» **Exercise details**:
Reproduce every line of the data below without changing anything.

» **Listed records**:
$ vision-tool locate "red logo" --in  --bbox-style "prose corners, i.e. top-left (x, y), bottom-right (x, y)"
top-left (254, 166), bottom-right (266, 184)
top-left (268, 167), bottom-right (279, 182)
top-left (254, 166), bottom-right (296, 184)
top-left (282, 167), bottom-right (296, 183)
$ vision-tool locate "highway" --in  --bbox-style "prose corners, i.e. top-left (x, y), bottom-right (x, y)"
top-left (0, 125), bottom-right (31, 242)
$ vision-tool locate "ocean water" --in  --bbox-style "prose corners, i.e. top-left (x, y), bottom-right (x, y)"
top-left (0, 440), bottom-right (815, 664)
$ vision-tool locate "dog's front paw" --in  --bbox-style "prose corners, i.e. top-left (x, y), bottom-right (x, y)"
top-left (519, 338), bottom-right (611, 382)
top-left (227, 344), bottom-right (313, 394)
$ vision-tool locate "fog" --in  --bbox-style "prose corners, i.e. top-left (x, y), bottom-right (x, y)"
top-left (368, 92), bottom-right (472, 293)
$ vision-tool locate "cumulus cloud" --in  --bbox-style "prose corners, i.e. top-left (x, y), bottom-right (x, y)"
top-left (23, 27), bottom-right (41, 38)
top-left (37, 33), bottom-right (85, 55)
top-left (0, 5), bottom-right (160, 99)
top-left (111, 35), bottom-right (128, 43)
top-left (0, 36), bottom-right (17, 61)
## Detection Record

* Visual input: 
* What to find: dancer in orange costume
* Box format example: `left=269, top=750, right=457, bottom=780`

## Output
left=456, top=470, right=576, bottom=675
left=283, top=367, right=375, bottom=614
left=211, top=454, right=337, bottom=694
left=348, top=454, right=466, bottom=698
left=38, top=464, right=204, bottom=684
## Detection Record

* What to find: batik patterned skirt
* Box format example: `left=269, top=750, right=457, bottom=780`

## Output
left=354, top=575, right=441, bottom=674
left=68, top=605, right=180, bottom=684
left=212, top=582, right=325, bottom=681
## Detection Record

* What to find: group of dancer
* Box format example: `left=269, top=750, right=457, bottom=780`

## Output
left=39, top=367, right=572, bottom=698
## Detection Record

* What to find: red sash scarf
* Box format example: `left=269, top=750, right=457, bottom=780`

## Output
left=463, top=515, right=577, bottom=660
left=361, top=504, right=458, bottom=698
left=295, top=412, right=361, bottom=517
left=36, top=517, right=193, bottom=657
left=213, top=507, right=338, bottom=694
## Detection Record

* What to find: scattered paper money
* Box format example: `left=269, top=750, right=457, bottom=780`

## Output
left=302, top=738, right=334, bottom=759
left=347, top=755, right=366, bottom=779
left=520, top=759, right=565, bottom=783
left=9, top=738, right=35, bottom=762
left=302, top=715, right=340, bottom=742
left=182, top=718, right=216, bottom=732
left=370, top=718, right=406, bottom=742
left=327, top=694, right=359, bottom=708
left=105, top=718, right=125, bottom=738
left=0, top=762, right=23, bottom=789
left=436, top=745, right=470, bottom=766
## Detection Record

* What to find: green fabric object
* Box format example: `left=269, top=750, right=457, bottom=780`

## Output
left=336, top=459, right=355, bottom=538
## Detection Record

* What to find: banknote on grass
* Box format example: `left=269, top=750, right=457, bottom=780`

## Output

» **Expected output**:
$ vision-tool locate "red logo" --in  --bbox-style "prose corners, i.e. top-left (x, y), bottom-right (x, y)"
top-left (254, 166), bottom-right (266, 184)
top-left (268, 167), bottom-right (279, 182)
top-left (254, 166), bottom-right (296, 184)
top-left (282, 167), bottom-right (296, 183)
$ vision-tool locate "highway" --in  --bbox-style "prose corners, i.e. top-left (x, y), bottom-right (x, y)"
top-left (0, 125), bottom-right (31, 242)
$ vision-tool locate "ocean water" --in  --bbox-style "prose corners, i.e. top-left (x, y), bottom-right (x, y)"
top-left (0, 440), bottom-right (815, 664)
$ vision-tool locate "dog's front paw" --in  --bbox-style "prose corners, i.e. top-left (x, y), bottom-right (x, y)"
top-left (519, 338), bottom-right (611, 382)
top-left (227, 344), bottom-right (313, 394)
$ vision-tool locate "fog" --in  --bbox-style "prose corners, i.e. top-left (x, y), bottom-right (x, y)"
top-left (368, 92), bottom-right (472, 293)
$ vision-tool locate "cumulus cloud" --in  --bbox-style "prose corners, i.e. top-left (x, y), bottom-right (x, y)"
top-left (23, 27), bottom-right (41, 38)
top-left (37, 33), bottom-right (85, 55)
top-left (0, 5), bottom-right (160, 99)
top-left (111, 35), bottom-right (128, 43)
top-left (0, 36), bottom-right (17, 61)
## Detection Record

* Visual input: 
* What to find: dancer in orange costume
* Box format example: `left=269, top=750, right=457, bottom=780`

## Output
left=456, top=470, right=576, bottom=675
left=283, top=367, right=375, bottom=614
left=211, top=454, right=337, bottom=694
left=348, top=454, right=466, bottom=698
left=38, top=464, right=204, bottom=684
## Detection Record

* What to find: batik patterned skirt
* Box format example: `left=269, top=750, right=457, bottom=780`

## Output
left=354, top=575, right=441, bottom=674
left=68, top=605, right=180, bottom=684
left=212, top=582, right=325, bottom=681
## Detection Record

* What to find: group of dancer
* Box format example: `left=269, top=750, right=457, bottom=780`

## Output
left=39, top=367, right=572, bottom=698
## Detection Record

* What to find: red sash scarf
* Box format example: `left=269, top=750, right=457, bottom=780`

## Output
left=463, top=515, right=577, bottom=660
left=361, top=504, right=458, bottom=698
left=295, top=412, right=361, bottom=517
left=36, top=517, right=193, bottom=657
left=213, top=507, right=338, bottom=694
## Detection Record

* What to find: scattered paper money
* Box format example: `left=269, top=750, right=457, bottom=780`

## Output
left=302, top=738, right=334, bottom=759
left=347, top=755, right=366, bottom=779
left=520, top=759, right=565, bottom=783
left=9, top=738, right=35, bottom=762
left=302, top=715, right=340, bottom=742
left=182, top=718, right=216, bottom=732
left=370, top=718, right=406, bottom=742
left=327, top=694, right=359, bottom=708
left=105, top=718, right=125, bottom=738
left=0, top=762, right=23, bottom=789
left=436, top=745, right=470, bottom=766
## Detection Record

* What to find: green fabric object
* Box format example: `left=269, top=750, right=457, bottom=780`

## Output
left=336, top=459, right=355, bottom=538
## Detection Record

* What to find: banknote on grass
* Box format example: `left=269, top=750, right=457, bottom=780`

## Output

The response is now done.